**Problem requirements:** Please return each line of the rows below that contains the string "negative". Case counts.

[Dataset items]
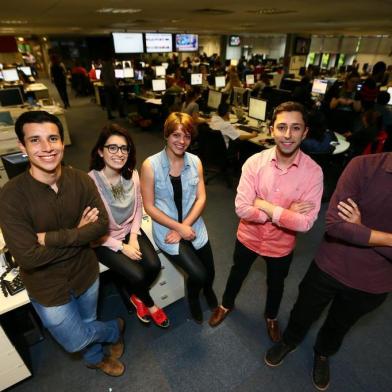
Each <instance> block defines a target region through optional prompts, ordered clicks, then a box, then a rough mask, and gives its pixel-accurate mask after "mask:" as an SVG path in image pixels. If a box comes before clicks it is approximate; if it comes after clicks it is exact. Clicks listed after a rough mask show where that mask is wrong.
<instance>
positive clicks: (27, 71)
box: [19, 67, 32, 76]
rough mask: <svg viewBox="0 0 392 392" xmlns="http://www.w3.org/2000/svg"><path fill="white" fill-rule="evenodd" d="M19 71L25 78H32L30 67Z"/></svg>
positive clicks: (21, 69)
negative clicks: (21, 71) (24, 74)
mask: <svg viewBox="0 0 392 392" xmlns="http://www.w3.org/2000/svg"><path fill="white" fill-rule="evenodd" d="M19 70H20V71H22V72H23V73H24V74H25V75H26V76H32V73H31V68H30V67H19Z"/></svg>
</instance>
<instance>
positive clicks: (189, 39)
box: [176, 34, 199, 52]
mask: <svg viewBox="0 0 392 392" xmlns="http://www.w3.org/2000/svg"><path fill="white" fill-rule="evenodd" d="M197 50H199V36H198V35H197V34H176V51H177V52H196V51H197Z"/></svg>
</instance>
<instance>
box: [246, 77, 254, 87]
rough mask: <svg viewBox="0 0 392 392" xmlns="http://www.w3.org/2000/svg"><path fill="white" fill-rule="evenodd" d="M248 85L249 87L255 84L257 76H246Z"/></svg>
mask: <svg viewBox="0 0 392 392" xmlns="http://www.w3.org/2000/svg"><path fill="white" fill-rule="evenodd" d="M246 84H247V85H248V86H251V85H252V84H255V75H246Z"/></svg>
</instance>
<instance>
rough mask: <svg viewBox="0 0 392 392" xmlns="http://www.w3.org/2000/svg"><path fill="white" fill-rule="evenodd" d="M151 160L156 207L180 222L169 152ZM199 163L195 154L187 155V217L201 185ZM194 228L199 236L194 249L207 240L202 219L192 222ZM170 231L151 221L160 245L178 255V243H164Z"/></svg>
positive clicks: (186, 197) (184, 175) (166, 251)
mask: <svg viewBox="0 0 392 392" xmlns="http://www.w3.org/2000/svg"><path fill="white" fill-rule="evenodd" d="M149 161H150V163H151V165H152V168H153V170H154V192H155V207H157V208H159V209H160V210H161V211H162V212H164V213H165V214H166V215H167V216H169V217H170V218H172V219H174V220H176V221H178V211H177V208H176V205H175V203H174V192H173V186H172V184H171V181H170V176H169V171H170V162H169V159H168V157H167V154H166V150H165V149H164V150H162V151H161V152H159V153H157V154H155V155H152V156H151V157H149ZM198 163H199V158H198V157H197V156H196V155H193V154H190V153H188V152H186V153H185V155H184V167H183V169H182V171H181V185H182V211H183V217H184V218H186V217H187V215H188V214H189V211H190V210H191V209H192V206H193V204H194V203H195V200H196V192H197V185H198V183H199V175H198V172H197V166H198ZM192 228H193V230H194V231H195V233H196V238H195V239H194V240H193V241H192V245H193V246H194V247H195V249H200V248H201V247H203V246H204V245H205V244H206V243H207V241H208V235H207V229H206V226H205V224H204V221H203V219H202V218H201V216H200V217H199V218H197V220H196V221H195V222H194V223H193V225H192ZM169 230H170V229H169V228H167V227H166V226H162V225H161V224H159V223H158V222H155V221H154V220H153V221H152V234H153V237H154V241H155V243H156V244H157V246H158V247H159V248H160V249H162V250H163V251H164V252H166V253H168V254H169V255H178V246H179V244H166V243H165V237H166V235H167V233H168V232H169Z"/></svg>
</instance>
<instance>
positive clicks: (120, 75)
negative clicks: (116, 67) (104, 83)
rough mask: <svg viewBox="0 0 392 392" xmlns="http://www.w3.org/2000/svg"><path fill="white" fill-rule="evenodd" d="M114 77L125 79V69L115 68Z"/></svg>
mask: <svg viewBox="0 0 392 392" xmlns="http://www.w3.org/2000/svg"><path fill="white" fill-rule="evenodd" d="M114 77H115V78H116V79H124V70H123V69H117V68H116V69H115V70H114Z"/></svg>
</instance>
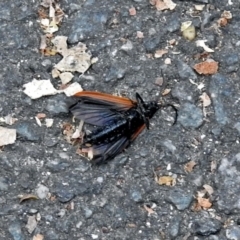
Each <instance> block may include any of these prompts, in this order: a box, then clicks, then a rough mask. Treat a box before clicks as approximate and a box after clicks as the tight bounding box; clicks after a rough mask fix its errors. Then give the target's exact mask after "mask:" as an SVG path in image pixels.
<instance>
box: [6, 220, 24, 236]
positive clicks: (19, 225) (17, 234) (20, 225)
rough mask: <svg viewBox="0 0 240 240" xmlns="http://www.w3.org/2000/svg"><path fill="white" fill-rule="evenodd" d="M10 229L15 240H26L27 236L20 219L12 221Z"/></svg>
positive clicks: (10, 232)
mask: <svg viewBox="0 0 240 240" xmlns="http://www.w3.org/2000/svg"><path fill="white" fill-rule="evenodd" d="M8 231H9V233H10V234H11V236H12V239H13V240H25V237H24V235H23V233H22V229H21V225H20V223H19V222H18V221H14V222H12V223H10V225H9V227H8Z"/></svg>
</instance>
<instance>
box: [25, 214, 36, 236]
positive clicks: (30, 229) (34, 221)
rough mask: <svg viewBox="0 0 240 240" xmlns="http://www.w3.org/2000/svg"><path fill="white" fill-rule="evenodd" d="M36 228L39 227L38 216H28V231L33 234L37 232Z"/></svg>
mask: <svg viewBox="0 0 240 240" xmlns="http://www.w3.org/2000/svg"><path fill="white" fill-rule="evenodd" d="M36 227H37V220H36V216H35V215H33V216H28V221H27V224H26V228H27V231H28V232H29V233H30V234H31V233H32V232H33V231H34V230H35V228H36Z"/></svg>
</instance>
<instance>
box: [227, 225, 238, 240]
mask: <svg viewBox="0 0 240 240" xmlns="http://www.w3.org/2000/svg"><path fill="white" fill-rule="evenodd" d="M226 237H227V238H228V239H230V240H239V239H240V227H239V226H230V227H229V228H228V229H227V230H226Z"/></svg>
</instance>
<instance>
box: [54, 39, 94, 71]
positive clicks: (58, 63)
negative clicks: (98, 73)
mask: <svg viewBox="0 0 240 240" xmlns="http://www.w3.org/2000/svg"><path fill="white" fill-rule="evenodd" d="M66 41H67V37H65V36H57V37H55V38H54V39H53V40H52V43H53V44H54V46H55V47H56V49H57V51H58V52H59V53H60V54H61V55H62V56H63V59H62V60H61V61H60V62H59V63H58V64H57V65H55V68H57V69H58V70H59V71H61V72H79V73H84V72H86V71H87V70H88V68H89V67H90V66H91V64H92V63H91V55H90V54H89V53H87V52H86V50H87V47H86V45H85V44H84V43H81V42H79V43H78V44H77V46H74V47H72V48H69V49H68V48H67V42H66Z"/></svg>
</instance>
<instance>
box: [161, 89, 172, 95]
mask: <svg viewBox="0 0 240 240" xmlns="http://www.w3.org/2000/svg"><path fill="white" fill-rule="evenodd" d="M170 92H171V89H170V88H166V89H164V91H163V92H162V96H166V95H168V94H169V93H170Z"/></svg>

**Result of the task:**
negative clicks: (21, 71) (24, 74)
negative clicks: (116, 67) (104, 83)
negative clicks: (98, 73)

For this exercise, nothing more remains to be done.